Exercise:
Repeat word for word the line with "background in this photo." and every line after it until the records below run out.

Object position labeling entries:
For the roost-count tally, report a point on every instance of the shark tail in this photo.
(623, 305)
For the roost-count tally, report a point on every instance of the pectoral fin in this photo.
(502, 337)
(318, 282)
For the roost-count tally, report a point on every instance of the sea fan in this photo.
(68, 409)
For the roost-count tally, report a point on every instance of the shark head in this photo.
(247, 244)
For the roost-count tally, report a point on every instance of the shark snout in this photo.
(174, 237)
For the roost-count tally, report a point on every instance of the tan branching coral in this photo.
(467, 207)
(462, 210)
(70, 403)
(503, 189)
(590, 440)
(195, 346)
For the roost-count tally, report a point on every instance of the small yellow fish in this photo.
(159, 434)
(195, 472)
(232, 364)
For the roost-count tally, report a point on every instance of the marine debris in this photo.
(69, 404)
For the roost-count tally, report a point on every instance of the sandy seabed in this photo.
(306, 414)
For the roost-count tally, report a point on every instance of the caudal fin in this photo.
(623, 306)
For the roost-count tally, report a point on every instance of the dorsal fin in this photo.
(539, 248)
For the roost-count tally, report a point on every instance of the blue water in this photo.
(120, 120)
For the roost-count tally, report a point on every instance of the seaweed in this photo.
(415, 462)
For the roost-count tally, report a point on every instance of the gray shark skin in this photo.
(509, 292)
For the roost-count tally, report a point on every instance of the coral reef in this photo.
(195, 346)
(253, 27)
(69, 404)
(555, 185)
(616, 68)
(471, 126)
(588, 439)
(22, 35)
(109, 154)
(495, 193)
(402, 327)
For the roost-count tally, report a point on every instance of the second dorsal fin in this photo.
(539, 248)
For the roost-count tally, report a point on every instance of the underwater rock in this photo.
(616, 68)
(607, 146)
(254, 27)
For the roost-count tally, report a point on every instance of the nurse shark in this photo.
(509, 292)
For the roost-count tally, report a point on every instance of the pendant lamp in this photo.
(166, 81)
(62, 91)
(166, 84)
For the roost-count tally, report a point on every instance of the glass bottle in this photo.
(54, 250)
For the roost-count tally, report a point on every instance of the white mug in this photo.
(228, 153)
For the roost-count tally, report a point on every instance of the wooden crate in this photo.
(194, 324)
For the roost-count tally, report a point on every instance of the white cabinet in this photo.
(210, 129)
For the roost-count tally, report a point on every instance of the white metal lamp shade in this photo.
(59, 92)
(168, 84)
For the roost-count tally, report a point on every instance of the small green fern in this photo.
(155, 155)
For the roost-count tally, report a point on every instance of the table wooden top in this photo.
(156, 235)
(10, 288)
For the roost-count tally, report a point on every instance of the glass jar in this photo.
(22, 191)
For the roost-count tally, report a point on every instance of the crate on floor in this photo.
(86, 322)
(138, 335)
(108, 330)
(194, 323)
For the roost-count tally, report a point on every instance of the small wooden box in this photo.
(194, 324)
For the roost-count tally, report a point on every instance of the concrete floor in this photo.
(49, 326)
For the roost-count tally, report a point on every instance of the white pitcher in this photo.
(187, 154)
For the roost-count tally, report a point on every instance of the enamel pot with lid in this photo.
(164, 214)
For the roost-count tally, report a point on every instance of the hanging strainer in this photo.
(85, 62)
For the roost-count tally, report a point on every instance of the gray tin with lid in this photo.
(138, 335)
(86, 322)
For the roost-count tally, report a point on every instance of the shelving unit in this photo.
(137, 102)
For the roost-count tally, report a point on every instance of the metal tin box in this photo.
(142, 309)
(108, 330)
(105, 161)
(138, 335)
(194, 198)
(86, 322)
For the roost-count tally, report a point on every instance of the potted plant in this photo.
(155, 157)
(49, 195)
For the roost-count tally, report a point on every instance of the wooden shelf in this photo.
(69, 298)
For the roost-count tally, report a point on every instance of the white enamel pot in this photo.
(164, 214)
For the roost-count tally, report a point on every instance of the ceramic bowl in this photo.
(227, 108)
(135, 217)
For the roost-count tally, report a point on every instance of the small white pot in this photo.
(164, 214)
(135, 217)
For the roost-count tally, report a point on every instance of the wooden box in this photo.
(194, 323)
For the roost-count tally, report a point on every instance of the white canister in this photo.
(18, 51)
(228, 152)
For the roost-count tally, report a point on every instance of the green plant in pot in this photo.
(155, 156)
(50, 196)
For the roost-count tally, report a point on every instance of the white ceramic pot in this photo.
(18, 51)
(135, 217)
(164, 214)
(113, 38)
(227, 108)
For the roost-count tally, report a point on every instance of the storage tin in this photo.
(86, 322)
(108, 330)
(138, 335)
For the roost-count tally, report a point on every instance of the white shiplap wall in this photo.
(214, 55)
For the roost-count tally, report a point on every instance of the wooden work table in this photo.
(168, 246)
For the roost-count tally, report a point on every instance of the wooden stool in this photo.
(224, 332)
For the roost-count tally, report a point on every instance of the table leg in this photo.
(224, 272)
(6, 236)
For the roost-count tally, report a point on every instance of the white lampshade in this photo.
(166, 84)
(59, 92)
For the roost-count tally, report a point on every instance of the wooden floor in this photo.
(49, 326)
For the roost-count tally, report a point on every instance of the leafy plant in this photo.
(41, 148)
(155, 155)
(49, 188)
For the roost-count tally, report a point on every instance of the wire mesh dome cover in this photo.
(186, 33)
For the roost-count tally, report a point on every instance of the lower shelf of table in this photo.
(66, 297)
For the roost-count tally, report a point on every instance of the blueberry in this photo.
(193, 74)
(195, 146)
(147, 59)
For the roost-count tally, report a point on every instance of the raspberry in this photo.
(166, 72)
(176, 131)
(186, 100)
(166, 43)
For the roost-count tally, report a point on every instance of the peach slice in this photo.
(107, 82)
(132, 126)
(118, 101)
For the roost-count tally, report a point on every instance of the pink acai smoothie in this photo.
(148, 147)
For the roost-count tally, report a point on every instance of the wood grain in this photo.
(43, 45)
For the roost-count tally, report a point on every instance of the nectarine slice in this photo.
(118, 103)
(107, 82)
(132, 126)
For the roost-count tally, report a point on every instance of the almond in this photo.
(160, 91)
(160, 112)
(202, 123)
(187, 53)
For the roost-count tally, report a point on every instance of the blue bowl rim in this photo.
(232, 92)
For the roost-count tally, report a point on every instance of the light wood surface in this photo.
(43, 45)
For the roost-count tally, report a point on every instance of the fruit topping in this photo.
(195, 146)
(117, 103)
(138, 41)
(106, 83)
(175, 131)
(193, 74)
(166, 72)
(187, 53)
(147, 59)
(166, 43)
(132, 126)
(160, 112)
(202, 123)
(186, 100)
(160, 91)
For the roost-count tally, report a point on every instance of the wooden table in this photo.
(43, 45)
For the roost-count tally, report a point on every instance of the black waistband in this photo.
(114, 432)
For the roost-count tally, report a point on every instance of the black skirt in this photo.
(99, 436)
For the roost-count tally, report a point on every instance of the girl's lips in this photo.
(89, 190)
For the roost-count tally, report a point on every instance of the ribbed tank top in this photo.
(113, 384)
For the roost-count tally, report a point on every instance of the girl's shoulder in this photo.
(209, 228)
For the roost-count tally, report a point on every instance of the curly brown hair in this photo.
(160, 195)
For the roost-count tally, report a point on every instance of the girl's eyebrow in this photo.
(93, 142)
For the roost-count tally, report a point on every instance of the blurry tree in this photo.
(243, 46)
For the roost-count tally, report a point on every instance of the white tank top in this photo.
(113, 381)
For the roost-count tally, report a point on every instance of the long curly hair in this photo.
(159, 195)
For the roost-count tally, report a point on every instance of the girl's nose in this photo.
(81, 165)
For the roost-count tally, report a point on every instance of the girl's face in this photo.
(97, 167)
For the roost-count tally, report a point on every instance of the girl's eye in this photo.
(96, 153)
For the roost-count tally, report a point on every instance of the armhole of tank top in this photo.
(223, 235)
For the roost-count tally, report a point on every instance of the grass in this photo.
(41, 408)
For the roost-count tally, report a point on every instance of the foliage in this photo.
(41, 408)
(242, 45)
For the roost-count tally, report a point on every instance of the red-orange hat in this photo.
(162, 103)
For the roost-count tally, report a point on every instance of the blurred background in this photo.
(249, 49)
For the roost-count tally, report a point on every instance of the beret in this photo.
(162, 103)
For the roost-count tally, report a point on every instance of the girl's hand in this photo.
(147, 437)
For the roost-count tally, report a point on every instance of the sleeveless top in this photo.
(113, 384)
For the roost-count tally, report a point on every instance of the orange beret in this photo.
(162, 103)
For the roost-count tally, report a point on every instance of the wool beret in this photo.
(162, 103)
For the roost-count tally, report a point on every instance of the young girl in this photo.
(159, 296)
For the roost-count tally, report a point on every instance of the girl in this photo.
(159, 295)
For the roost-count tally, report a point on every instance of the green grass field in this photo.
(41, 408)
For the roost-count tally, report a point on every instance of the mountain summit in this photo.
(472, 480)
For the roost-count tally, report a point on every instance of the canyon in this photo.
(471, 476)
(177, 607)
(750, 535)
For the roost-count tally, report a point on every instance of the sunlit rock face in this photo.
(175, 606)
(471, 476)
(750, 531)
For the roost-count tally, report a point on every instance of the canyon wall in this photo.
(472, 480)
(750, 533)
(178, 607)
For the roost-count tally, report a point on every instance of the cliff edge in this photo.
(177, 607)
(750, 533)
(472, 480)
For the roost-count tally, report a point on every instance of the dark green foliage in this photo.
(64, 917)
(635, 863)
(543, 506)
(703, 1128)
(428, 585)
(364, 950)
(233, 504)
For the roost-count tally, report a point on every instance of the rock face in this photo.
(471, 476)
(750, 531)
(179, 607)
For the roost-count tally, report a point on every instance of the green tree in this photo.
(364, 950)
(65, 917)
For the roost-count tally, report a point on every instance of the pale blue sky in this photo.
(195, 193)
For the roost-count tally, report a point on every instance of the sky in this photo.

Solution:
For the roost-count tally, report a point on every instance of the blurred background in this photo.
(249, 49)
For the roost-count tally, report a point on every instance of the beret in this photo.
(162, 103)
For the roost-count tally, report a point on every instance of the girl's hand in this photo.
(147, 437)
For the roost-count tally, report a point on every instance of the sleeveless top in this photo.
(113, 384)
For the roost-count tally, report a point on every instance of the orange beret in this photo.
(162, 103)
For the roost-count tally, report a point on every instance of the wool beret in this photo.
(162, 103)
For the roost-count tally, report a point on every instance of the young girl in this photo.
(159, 296)
For the roost-count tally, report a point on every instance of the girl in this photo.
(159, 295)
For the roost-count tally, report a point on every instance of the green grass field in this photo.
(41, 408)
For the roost-count tally, report a point on every instance of the mountain summit in this photo.
(472, 480)
For the roost-count tally, report a point on every instance of the canyon in this photo.
(471, 476)
(177, 607)
(750, 535)
For the roost-count tally, report a point on every instance of the sunlit rock face in this photo.
(175, 606)
(471, 476)
(750, 531)
For the roost-count tally, report a point on every instance of the canyon wall in this photo.
(472, 480)
(750, 533)
(178, 607)
For the roost-count tally, report a point on every instance of the cliff edge in this photo.
(177, 607)
(750, 533)
(472, 480)
For the roost-count tally, report a point on every instance of the dark green foliage in this photo.
(64, 917)
(635, 863)
(543, 506)
(703, 1128)
(428, 585)
(364, 950)
(233, 504)
For the roost-count tally, report a point on every instance of the rock face in this photo.
(471, 476)
(750, 531)
(179, 607)
For the roost-count tally, report a point on every instance of the green tree in this photo.
(364, 950)
(65, 917)
For the roost-count tally, report a point on every instance of the pale blue sky in this photo.
(195, 193)
For the roost-count tally, report a point on every instance of the sky in this photo.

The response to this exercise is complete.